/---
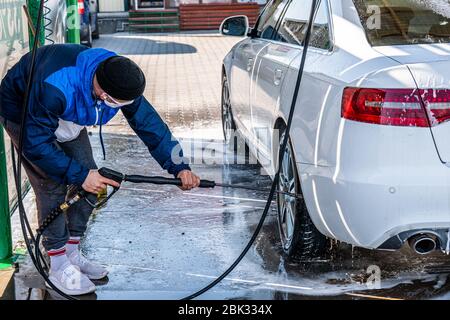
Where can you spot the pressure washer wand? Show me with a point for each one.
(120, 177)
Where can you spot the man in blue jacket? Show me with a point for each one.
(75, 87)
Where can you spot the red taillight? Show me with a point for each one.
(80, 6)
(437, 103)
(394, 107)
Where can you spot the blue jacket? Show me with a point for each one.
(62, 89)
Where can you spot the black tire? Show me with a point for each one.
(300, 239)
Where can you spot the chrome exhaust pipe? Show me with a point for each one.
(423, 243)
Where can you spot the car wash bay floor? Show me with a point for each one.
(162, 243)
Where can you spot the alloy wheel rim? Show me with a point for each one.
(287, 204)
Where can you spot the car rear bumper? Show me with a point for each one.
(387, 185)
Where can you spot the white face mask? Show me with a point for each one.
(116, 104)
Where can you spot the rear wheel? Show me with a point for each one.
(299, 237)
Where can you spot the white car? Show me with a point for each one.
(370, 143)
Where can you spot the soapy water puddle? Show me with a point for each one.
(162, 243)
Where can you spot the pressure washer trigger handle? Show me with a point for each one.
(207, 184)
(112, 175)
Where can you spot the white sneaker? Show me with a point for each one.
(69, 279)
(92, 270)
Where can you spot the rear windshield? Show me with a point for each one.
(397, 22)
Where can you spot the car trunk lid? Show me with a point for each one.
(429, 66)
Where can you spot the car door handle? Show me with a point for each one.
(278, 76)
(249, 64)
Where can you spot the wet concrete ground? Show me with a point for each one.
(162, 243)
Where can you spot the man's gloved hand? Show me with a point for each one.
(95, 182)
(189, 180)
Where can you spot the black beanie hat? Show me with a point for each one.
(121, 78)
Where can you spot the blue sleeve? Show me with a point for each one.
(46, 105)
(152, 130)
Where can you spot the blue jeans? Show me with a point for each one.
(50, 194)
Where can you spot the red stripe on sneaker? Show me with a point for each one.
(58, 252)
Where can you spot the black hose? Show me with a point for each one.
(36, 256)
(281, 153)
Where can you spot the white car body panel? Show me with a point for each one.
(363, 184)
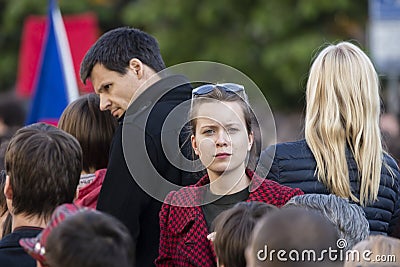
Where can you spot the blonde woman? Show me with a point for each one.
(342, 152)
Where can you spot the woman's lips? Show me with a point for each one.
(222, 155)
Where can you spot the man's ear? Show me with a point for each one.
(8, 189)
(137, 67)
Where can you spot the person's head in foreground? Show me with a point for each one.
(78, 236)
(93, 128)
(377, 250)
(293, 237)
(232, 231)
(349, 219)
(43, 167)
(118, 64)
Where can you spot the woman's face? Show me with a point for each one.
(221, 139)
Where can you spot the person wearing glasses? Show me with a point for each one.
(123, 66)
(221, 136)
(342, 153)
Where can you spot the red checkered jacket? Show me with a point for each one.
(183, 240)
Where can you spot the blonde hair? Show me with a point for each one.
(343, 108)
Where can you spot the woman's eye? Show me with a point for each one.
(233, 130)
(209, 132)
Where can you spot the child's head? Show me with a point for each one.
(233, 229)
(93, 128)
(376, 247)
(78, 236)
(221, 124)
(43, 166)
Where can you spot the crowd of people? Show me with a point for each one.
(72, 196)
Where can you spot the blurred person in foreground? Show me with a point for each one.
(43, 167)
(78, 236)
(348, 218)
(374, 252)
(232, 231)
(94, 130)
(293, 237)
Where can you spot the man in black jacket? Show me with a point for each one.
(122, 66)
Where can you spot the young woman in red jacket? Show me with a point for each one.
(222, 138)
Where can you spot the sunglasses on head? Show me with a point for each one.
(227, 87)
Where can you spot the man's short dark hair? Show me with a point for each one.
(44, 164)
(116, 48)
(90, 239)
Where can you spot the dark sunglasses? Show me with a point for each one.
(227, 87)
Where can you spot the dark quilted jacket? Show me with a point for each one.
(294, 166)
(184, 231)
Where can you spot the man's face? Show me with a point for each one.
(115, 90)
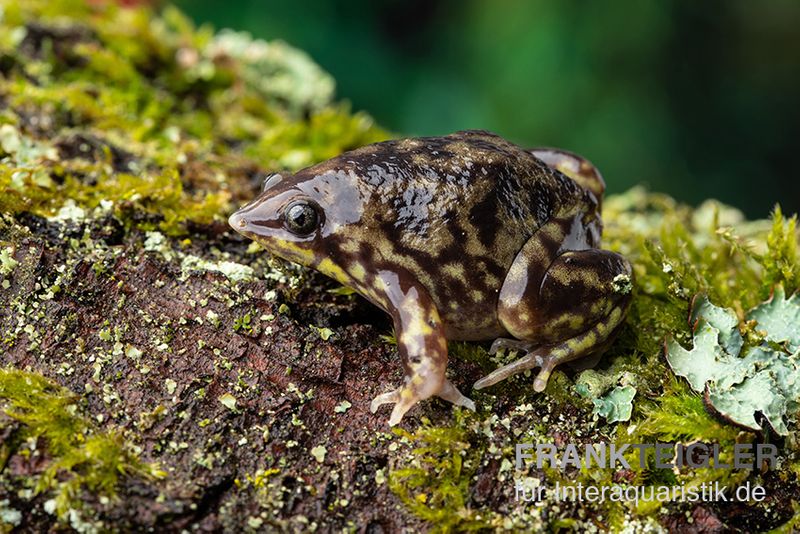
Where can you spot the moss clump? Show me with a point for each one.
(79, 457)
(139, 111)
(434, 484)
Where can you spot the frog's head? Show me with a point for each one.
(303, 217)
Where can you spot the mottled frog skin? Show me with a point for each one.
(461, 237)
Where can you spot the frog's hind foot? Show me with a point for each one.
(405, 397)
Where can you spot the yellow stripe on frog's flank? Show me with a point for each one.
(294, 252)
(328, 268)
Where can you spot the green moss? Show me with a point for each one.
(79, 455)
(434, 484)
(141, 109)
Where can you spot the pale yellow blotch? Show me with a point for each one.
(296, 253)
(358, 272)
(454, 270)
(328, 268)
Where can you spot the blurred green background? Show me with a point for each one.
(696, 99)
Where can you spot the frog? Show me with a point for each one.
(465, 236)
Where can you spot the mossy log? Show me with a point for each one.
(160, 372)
\---
/---
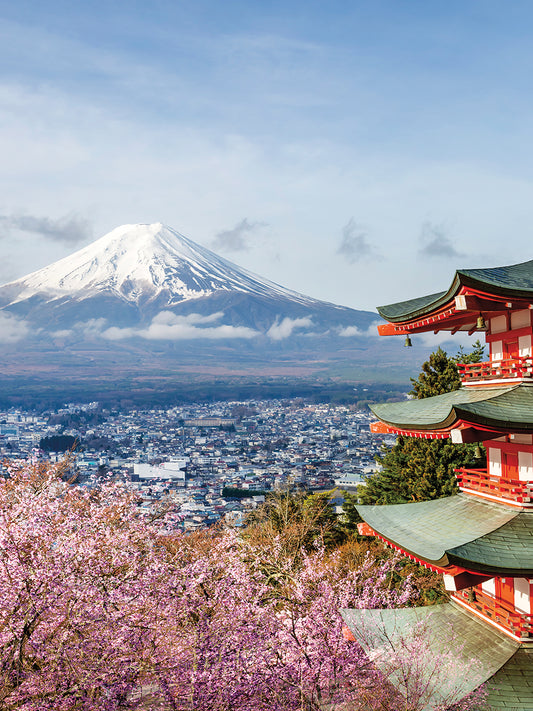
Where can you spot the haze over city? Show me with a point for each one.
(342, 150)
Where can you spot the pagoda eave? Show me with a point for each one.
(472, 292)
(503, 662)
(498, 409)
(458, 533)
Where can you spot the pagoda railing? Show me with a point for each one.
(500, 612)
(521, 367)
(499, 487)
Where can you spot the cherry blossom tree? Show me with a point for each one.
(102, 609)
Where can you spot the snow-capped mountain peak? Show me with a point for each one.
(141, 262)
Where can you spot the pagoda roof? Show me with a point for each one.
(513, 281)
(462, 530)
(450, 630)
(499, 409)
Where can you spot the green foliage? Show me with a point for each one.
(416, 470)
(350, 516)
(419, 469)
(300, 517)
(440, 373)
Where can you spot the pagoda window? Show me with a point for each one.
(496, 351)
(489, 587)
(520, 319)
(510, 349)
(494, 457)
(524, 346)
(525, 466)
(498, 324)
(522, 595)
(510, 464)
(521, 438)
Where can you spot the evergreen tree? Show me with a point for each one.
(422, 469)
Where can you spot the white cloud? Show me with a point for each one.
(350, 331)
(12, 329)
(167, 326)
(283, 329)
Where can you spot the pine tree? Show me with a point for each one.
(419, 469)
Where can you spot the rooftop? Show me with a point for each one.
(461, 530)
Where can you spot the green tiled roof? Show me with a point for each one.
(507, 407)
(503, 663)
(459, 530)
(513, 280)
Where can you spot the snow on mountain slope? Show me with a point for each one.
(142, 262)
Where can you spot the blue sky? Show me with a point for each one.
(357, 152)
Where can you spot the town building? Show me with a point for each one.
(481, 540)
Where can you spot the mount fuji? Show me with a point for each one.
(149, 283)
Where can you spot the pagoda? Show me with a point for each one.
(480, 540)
\---
Identify each row above that contains the word "washer", and copy those rows out in full.

In response
Where can you spot the pressure washer wand? Show me with a point for each one.
Where can you spot the pressure washer trigger handle? Show me with a point for each one.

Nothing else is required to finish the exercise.